→ Task objective: Reproduce word for word the part of the passage on the Loch Laggan and Corryarick roads starting at "The Corryarick Road, 1.—The" and ending at "7.—Glen Turret, 8.".

The Corryarick Road, 1.—The Loch Laggan Road, 2.—Glen Spean, 3.—Loch Laggan, 4.—Anecdote of Cluny Macpherson, 5.—The Parallel Roads of Glen Roy, 6.—Loch Spey, 7.—Glen Turret, 8.

1. The Loch Laggan road forms a communication between the Great Glen and the central districts of Badenoch, Strathspey, and Athole; and there is now no connecting line intermediate between this, at the western, and the great Highland road from Inverness to Perth, at the eastern extremity of the Great Glen, the Corryarick road, from Fort-Augustus by Garvamore, having of late years been allowed to fall into disrepair, and being now impassable for any sort of vehicle, though still frequented by the droves of sheep and cattle on their way to market. In commemoration of the Corryarick road—the ne plus ultra of the peculiar characteristics of the old military highways in the Highlands—we may observe in passing, that it went right over a lofty mountainous pass, accomplishing the descent on the southern declivity by no fewer than seventeen traverses, like the wormings of a cork-screw. Garvamore, a well-known stage on this road, eighteen miles from Fort-Augustus, and thirteen from Dalwhinnie, now no more fulfils its oft welcome service of shelter and refreshment to weary man and beast.

→ Information provided:
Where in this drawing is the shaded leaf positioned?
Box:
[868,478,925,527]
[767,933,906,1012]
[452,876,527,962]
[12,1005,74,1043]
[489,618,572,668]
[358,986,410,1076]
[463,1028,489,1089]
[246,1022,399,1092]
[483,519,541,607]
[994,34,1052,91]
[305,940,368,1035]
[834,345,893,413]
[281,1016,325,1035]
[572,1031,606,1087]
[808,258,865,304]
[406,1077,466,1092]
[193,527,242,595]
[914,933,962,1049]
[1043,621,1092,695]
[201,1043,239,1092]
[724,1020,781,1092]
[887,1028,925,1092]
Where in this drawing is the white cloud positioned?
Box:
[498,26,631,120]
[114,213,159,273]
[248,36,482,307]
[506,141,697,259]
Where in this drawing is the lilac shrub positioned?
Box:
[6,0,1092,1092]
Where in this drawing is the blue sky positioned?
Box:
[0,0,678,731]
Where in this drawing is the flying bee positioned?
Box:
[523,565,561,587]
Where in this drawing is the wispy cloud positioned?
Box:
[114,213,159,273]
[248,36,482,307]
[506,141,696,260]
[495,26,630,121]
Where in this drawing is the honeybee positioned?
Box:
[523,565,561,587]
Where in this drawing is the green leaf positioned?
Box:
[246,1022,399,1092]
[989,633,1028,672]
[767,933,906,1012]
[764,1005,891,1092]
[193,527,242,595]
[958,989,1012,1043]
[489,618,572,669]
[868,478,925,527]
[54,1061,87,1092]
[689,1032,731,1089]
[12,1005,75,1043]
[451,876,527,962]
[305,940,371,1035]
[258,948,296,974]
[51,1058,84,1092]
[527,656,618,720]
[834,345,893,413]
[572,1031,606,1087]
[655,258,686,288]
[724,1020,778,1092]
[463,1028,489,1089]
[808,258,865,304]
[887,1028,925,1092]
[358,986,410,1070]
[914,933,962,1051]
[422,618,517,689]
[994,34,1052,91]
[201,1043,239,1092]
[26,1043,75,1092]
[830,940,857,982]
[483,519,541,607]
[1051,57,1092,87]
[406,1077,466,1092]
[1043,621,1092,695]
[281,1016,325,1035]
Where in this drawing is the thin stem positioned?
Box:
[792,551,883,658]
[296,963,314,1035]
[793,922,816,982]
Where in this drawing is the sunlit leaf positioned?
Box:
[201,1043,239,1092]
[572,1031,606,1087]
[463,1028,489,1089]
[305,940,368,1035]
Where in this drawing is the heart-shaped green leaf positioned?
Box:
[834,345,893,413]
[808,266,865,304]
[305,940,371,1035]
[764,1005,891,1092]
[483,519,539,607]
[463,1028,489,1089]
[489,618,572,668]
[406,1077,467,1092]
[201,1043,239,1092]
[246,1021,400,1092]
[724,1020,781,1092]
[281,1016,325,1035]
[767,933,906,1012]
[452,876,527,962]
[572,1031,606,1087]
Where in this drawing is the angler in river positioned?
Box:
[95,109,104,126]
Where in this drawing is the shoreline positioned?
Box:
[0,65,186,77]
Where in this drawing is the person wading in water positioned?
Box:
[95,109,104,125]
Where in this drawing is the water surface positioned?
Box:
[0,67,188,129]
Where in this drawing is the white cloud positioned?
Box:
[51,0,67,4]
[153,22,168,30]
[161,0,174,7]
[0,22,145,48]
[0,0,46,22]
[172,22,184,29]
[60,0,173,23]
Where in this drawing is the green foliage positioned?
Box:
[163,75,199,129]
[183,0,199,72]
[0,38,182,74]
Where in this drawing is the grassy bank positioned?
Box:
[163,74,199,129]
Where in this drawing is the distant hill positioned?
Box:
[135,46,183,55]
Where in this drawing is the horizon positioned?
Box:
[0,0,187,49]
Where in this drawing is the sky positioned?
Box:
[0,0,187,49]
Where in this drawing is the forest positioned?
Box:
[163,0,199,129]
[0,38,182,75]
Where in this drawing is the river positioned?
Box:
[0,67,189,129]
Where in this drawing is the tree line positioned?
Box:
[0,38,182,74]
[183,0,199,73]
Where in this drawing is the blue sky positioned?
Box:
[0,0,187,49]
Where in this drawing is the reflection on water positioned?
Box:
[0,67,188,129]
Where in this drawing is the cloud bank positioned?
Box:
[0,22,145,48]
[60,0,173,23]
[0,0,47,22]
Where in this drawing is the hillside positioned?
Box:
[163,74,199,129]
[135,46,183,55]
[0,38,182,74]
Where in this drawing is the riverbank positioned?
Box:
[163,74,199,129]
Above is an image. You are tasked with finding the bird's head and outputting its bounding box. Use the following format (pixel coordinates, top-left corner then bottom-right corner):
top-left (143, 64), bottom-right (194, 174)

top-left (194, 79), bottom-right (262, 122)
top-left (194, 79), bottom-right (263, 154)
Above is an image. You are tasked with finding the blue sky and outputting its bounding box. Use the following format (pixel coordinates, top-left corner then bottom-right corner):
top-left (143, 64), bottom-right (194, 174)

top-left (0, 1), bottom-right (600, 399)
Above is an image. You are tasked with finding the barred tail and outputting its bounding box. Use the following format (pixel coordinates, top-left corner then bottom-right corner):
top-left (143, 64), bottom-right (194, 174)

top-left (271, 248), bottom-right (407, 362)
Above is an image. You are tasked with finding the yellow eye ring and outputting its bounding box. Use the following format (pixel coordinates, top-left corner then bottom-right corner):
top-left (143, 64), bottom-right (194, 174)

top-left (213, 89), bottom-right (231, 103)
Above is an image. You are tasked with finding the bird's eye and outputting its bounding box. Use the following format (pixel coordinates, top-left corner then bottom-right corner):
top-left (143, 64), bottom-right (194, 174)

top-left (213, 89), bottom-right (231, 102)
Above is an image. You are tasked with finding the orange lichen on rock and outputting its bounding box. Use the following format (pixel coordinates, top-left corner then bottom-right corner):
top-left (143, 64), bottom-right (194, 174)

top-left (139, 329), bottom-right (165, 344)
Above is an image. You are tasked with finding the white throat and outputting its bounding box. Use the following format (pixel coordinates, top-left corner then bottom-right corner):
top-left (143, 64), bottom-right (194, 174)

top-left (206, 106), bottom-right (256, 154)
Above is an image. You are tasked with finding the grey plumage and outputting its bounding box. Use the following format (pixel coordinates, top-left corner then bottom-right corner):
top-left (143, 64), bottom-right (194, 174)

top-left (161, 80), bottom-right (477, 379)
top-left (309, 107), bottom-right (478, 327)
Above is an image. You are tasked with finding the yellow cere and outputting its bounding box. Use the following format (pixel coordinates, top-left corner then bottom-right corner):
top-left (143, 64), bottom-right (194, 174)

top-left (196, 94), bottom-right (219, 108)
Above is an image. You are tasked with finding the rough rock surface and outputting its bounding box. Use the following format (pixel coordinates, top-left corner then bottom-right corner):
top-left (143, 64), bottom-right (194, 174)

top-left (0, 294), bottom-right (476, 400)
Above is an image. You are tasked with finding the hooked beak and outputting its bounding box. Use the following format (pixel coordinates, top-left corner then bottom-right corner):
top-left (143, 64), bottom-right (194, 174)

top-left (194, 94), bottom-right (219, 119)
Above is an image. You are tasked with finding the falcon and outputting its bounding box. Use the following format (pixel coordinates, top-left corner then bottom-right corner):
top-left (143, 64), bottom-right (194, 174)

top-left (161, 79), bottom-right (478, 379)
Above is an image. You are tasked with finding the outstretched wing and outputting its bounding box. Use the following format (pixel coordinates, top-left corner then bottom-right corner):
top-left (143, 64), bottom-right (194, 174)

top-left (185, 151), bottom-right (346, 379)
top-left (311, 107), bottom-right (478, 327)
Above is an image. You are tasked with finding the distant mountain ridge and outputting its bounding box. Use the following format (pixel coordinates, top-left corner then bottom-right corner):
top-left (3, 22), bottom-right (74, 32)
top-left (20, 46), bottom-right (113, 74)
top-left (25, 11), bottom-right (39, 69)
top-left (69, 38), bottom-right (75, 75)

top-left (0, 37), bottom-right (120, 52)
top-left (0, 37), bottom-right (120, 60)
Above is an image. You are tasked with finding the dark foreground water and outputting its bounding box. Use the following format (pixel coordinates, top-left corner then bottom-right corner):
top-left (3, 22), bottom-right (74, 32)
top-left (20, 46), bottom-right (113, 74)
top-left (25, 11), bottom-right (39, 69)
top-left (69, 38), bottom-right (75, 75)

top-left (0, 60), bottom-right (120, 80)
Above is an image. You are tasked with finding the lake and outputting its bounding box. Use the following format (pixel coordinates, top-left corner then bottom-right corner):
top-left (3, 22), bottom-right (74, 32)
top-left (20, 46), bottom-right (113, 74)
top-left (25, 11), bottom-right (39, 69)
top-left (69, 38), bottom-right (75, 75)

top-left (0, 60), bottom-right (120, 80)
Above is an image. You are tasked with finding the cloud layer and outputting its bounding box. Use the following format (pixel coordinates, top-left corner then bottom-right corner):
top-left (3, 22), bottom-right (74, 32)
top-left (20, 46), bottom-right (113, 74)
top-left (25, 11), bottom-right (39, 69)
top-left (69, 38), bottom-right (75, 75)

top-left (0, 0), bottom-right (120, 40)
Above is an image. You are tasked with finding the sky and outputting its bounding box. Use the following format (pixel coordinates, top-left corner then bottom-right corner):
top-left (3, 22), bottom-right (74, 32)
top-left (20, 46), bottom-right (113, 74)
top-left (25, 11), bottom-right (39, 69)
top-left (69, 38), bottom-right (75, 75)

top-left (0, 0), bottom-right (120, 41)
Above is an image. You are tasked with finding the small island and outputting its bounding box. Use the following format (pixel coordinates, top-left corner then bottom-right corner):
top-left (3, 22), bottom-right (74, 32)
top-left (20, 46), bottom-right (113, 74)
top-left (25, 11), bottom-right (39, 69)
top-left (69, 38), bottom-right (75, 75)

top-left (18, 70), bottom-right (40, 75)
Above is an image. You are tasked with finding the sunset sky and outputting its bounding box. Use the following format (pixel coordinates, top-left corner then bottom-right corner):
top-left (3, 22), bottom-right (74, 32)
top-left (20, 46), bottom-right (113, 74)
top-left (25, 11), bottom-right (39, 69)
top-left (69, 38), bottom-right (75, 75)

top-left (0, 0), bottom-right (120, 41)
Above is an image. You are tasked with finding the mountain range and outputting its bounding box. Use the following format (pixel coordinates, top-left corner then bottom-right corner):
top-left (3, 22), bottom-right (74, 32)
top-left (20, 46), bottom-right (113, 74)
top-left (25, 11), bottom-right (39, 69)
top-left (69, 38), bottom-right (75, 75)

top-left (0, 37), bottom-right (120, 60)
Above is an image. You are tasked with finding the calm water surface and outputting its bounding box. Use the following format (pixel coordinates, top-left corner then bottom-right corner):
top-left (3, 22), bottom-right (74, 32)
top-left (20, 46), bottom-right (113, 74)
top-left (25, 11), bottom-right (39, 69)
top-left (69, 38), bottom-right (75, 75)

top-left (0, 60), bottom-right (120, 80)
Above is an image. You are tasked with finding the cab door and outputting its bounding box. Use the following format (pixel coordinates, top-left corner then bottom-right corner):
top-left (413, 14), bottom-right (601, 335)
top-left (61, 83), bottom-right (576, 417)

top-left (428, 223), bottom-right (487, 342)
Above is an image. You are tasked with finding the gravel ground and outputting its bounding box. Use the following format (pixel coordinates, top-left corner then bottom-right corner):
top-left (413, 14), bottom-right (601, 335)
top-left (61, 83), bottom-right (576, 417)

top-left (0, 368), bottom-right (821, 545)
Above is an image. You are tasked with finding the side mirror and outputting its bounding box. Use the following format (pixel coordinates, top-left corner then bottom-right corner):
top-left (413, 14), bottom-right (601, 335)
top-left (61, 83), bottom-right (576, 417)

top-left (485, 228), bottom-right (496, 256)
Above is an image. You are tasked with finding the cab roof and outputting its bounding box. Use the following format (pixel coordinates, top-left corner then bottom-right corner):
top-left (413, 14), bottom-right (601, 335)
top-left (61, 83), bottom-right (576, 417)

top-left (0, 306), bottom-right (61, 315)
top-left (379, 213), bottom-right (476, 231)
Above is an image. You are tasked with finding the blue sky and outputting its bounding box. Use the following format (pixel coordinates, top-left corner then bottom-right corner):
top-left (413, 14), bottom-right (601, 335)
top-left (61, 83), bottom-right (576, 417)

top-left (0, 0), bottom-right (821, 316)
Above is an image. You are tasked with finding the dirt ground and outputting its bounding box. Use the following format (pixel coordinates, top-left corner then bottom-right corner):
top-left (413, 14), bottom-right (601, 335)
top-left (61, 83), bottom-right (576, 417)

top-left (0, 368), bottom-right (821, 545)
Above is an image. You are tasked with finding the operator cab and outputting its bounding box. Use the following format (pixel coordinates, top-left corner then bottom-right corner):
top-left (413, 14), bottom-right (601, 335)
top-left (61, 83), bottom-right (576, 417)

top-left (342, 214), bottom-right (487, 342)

→ Reply:
The Corryarick Road, 1.—The Loch Laggan Road, 2.—Glen Spean, 3.—Loch Laggan, 4.—Anecdote of Cluny Macpherson, 5.—The Parallel Roads of Glen Roy, 6.—Loch Spey, 7.—Glen Turret, 8.